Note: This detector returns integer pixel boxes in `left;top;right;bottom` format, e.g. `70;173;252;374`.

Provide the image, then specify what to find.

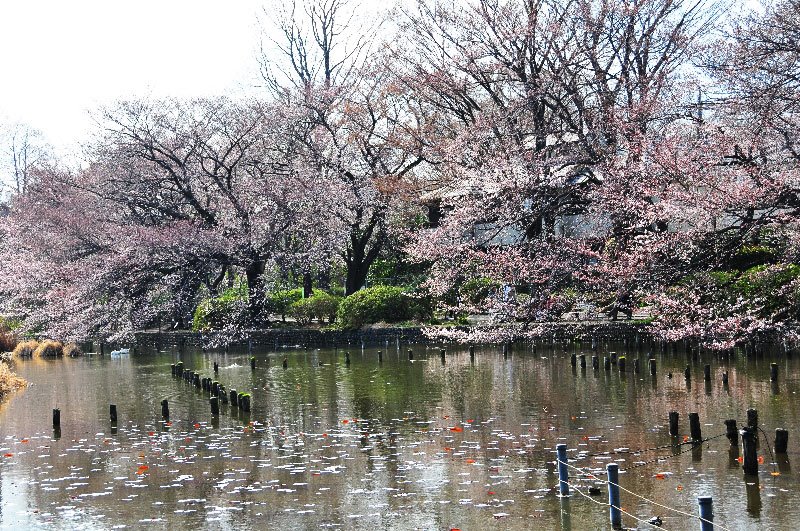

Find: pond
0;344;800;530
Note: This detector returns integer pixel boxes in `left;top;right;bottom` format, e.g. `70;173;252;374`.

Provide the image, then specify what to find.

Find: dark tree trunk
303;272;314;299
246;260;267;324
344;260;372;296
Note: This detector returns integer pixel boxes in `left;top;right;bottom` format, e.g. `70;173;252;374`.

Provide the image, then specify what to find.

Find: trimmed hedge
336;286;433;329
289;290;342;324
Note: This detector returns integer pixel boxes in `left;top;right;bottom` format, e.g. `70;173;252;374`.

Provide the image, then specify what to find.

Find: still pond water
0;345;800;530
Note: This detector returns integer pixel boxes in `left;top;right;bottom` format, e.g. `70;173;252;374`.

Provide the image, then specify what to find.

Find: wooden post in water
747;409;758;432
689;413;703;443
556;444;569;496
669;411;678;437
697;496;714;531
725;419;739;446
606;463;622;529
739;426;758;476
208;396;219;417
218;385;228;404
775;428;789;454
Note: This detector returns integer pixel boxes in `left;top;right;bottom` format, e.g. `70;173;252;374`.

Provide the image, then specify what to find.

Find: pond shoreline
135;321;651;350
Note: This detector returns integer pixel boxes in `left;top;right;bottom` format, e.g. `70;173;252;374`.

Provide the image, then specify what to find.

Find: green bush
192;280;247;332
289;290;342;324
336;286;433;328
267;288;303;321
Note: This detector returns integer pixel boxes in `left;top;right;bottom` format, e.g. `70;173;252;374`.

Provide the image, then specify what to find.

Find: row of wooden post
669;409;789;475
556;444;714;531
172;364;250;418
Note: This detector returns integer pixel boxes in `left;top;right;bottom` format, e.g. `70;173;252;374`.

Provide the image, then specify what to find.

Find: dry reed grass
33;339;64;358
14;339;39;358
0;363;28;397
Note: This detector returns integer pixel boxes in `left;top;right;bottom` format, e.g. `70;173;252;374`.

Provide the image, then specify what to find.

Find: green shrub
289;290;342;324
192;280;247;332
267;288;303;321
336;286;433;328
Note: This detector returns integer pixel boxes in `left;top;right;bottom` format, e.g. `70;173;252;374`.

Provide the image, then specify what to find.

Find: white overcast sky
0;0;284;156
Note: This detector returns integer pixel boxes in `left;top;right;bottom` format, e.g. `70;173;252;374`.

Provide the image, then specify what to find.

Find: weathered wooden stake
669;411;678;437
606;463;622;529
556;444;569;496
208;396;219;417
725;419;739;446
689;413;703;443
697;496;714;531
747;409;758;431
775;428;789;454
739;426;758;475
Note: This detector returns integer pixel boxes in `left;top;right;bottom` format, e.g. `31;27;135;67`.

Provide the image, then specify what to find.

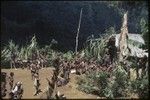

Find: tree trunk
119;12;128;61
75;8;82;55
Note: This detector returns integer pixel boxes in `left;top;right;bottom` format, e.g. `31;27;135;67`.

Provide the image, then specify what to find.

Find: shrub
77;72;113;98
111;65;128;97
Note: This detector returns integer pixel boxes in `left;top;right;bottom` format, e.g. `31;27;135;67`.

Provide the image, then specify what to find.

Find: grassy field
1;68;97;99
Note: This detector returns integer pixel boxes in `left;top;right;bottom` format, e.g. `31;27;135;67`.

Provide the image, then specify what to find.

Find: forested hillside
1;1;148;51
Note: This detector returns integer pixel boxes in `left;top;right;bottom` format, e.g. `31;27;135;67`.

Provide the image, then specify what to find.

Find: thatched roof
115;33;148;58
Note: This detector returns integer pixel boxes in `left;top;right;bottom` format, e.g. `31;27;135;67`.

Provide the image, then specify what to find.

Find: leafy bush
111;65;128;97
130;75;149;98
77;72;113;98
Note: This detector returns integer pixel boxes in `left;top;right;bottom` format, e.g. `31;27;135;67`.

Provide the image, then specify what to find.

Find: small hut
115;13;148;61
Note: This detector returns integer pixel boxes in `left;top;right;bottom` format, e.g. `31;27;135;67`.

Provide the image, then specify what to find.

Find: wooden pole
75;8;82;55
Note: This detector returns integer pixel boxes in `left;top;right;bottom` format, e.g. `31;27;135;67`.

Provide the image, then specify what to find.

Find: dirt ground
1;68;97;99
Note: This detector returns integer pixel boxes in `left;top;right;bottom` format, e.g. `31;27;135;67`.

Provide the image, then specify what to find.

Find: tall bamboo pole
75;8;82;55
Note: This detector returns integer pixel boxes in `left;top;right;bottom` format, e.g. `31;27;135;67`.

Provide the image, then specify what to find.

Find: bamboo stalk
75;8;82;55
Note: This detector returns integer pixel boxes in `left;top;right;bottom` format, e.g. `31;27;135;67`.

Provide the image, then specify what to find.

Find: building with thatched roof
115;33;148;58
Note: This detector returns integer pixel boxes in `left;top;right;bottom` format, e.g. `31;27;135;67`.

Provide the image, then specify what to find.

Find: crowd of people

******

◆ **DESCRIPTION OF THE TASK**
Write out again the records from their very beginning through the line containing "344;260;372;296", including both ends. Leave the pictures out.

◆ **WRITTEN SOLUTION**
Note: This detector returns integer pixel boxes in `left;top;right;bottom` format, e.g. `70;173;252;374`.

Provide the image, then specify what to find.


Find: pond
0;344;800;530
Note: This detector returns integer pixel boxes in `left;top;right;bottom` format, e.g. `70;173;252;374`.

Provide the image, then specify what to find.

Find: dark tree trunk
303;272;314;299
246;260;267;324
344;260;372;296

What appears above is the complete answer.